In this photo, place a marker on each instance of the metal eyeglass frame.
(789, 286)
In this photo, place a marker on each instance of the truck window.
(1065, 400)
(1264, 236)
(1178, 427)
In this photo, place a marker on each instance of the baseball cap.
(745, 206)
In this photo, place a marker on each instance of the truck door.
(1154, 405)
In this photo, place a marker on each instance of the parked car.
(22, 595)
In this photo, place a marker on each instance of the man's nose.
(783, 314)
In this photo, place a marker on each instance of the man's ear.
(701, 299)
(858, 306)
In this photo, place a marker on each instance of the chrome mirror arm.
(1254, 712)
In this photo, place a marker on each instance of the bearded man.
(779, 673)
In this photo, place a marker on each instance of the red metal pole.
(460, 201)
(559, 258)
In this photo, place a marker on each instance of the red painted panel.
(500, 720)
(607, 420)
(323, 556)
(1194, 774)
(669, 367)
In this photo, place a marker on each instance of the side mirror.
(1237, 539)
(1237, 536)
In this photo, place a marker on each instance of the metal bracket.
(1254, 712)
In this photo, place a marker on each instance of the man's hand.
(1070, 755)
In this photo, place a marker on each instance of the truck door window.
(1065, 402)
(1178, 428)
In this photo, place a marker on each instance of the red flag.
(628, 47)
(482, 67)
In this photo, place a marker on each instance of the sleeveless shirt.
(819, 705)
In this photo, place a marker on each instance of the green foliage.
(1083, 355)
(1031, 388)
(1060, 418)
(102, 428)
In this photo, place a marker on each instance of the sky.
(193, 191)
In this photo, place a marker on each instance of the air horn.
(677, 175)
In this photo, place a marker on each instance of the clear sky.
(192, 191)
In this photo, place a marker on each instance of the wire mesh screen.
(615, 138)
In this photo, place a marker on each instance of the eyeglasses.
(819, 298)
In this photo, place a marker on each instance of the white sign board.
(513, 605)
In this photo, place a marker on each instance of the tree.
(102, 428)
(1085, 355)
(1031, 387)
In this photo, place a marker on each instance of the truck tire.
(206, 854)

--- Job ---
Starting at the line that contains "of the eyeglasses." and stopping after the last line of the listing, write out every line again, requests included. Scale each point coordinate in the answers by 0.65 and round to the nearest whole number, with halves rounded up.

--- Exercise result ---
In this photo, place a marker on each instance of the eyeglasses.
(532, 194)
In this photo, place a marker on each instance of the white sign board.
(333, 393)
In this photo, place a marker on each instance of the tree.
(66, 278)
(705, 231)
(670, 252)
In this photo, place a marker on each instance of the truck tire.
(134, 555)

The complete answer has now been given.